[Outline labeling records]
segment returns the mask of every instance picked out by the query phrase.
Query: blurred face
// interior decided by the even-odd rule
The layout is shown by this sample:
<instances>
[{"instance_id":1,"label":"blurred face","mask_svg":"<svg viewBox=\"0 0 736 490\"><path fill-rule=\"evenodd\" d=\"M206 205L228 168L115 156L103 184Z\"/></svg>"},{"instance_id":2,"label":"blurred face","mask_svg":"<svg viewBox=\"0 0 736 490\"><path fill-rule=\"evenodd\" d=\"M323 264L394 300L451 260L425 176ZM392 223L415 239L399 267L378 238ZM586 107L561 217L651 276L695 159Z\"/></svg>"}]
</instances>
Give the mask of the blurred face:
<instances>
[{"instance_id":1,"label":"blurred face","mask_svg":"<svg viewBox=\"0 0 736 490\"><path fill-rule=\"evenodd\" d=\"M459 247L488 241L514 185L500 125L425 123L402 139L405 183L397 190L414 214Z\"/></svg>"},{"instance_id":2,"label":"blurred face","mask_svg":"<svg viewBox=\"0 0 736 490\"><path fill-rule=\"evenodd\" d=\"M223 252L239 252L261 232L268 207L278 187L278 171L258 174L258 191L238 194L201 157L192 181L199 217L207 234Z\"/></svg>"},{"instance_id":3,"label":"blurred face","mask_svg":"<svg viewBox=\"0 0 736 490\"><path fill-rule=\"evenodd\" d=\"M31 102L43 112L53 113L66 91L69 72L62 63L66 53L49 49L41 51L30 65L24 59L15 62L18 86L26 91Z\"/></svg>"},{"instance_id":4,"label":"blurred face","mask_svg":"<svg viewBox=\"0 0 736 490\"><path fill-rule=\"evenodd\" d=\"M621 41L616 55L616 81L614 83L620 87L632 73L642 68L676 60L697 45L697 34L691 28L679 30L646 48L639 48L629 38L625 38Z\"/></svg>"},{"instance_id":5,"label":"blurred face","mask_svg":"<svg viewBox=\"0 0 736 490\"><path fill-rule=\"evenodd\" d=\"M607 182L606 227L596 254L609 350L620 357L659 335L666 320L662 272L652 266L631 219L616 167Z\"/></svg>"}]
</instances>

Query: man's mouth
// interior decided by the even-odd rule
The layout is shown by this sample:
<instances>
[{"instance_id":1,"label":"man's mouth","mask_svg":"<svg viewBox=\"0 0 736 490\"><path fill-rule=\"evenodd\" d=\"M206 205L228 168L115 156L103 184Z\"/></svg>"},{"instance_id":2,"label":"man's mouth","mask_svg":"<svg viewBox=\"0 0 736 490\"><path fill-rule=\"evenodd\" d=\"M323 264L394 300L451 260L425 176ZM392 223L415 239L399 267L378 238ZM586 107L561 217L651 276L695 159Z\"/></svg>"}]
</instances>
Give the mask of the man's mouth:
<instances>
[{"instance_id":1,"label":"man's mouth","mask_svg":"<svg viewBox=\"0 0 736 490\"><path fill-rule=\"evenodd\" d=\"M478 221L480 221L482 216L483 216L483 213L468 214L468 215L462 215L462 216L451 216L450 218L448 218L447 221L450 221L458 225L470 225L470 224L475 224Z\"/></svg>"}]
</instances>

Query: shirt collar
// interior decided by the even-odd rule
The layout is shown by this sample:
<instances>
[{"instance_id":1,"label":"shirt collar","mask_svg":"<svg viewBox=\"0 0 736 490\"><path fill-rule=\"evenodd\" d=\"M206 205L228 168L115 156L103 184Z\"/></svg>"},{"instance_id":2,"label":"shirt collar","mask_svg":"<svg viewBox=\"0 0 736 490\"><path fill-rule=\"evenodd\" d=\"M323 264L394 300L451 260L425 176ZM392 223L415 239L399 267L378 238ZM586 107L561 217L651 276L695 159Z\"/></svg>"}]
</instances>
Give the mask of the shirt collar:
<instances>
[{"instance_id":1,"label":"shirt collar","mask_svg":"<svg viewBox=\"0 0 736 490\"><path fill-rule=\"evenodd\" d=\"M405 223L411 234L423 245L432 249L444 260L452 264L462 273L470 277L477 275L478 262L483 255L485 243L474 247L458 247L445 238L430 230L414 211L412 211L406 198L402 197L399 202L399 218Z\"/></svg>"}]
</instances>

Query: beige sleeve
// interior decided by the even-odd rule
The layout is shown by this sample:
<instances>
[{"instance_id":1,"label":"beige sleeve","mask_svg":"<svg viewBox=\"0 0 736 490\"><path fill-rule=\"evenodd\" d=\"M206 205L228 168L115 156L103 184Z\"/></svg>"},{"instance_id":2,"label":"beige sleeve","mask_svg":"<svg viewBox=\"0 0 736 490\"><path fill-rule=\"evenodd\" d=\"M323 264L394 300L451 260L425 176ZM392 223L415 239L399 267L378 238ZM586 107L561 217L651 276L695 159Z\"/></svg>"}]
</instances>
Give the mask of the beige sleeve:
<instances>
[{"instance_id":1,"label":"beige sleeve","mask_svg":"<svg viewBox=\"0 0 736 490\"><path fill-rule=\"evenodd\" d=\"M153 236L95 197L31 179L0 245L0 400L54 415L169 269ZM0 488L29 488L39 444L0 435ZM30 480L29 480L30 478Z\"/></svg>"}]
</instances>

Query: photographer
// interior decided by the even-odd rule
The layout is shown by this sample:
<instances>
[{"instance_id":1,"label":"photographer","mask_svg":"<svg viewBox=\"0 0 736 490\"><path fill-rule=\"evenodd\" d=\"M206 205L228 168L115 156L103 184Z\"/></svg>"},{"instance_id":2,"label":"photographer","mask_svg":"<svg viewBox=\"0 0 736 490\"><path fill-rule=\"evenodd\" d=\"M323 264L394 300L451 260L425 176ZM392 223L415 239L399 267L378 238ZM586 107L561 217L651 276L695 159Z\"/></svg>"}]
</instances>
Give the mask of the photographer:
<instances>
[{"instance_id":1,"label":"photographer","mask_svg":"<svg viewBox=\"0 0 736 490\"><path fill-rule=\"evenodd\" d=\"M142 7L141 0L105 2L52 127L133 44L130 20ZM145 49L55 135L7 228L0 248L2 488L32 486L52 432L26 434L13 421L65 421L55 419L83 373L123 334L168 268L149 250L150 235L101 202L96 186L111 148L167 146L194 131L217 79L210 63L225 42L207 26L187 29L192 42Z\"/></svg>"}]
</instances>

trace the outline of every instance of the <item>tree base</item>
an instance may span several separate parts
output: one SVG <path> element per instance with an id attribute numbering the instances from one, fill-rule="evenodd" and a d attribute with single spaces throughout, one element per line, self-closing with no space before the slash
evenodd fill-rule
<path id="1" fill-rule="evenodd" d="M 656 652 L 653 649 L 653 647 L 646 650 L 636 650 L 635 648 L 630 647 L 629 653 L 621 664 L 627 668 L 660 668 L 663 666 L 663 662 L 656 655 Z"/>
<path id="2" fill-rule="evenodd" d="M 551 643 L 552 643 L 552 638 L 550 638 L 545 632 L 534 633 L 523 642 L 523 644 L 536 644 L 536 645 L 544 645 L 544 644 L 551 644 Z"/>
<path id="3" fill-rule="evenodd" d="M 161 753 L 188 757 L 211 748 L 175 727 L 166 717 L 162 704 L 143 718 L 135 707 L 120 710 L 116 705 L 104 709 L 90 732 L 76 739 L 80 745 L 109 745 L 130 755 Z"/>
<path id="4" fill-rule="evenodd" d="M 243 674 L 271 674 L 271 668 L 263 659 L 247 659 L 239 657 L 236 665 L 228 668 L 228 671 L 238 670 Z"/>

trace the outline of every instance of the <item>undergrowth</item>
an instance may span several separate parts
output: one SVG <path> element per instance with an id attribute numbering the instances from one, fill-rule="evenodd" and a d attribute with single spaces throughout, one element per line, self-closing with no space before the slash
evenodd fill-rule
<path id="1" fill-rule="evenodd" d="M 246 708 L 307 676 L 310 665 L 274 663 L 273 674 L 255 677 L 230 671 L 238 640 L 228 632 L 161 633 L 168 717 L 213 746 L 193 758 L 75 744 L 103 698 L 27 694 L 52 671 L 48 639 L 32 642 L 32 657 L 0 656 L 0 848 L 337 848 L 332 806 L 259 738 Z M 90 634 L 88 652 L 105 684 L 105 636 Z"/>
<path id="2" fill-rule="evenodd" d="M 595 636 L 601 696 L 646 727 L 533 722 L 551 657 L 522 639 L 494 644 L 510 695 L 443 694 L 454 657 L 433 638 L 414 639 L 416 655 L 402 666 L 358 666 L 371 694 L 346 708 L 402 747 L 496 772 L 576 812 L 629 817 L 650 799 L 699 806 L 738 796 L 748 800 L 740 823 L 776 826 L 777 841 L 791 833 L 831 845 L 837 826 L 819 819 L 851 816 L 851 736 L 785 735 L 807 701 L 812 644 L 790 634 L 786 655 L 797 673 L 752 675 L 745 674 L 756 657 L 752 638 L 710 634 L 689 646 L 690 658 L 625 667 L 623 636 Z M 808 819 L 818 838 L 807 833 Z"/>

== Task to carry out ==
Reproduce the entries from the line containing "trace the outline of every instance of the <item>tree" through the line containing "243 674 L 271", switching "several" to "multiple" and leaving everything else unchanged.

== Task answer ==
trace the outline of every instance of the <item>tree base</item>
an instance may span multiple separate parts
output: one SVG <path> element per instance with an id attribute numbering the instances from one, fill-rule="evenodd" and a d attribute with single spaces throughout, one element per line, self-closing with no space before the slash
evenodd fill-rule
<path id="1" fill-rule="evenodd" d="M 656 652 L 653 649 L 653 647 L 646 650 L 636 650 L 635 648 L 630 647 L 629 653 L 621 664 L 627 668 L 660 668 L 663 666 L 663 662 L 656 655 Z"/>
<path id="2" fill-rule="evenodd" d="M 551 643 L 552 643 L 552 638 L 550 638 L 545 632 L 534 633 L 523 642 L 523 644 L 536 644 L 536 645 L 544 645 L 544 644 L 551 644 Z"/>
<path id="3" fill-rule="evenodd" d="M 161 753 L 188 757 L 211 748 L 175 727 L 166 717 L 162 704 L 143 718 L 135 707 L 120 710 L 116 705 L 104 709 L 90 732 L 76 739 L 80 745 L 109 745 L 130 755 Z"/>
<path id="4" fill-rule="evenodd" d="M 243 674 L 271 674 L 271 668 L 263 659 L 247 659 L 239 657 L 236 665 L 228 668 L 228 671 L 238 670 Z"/>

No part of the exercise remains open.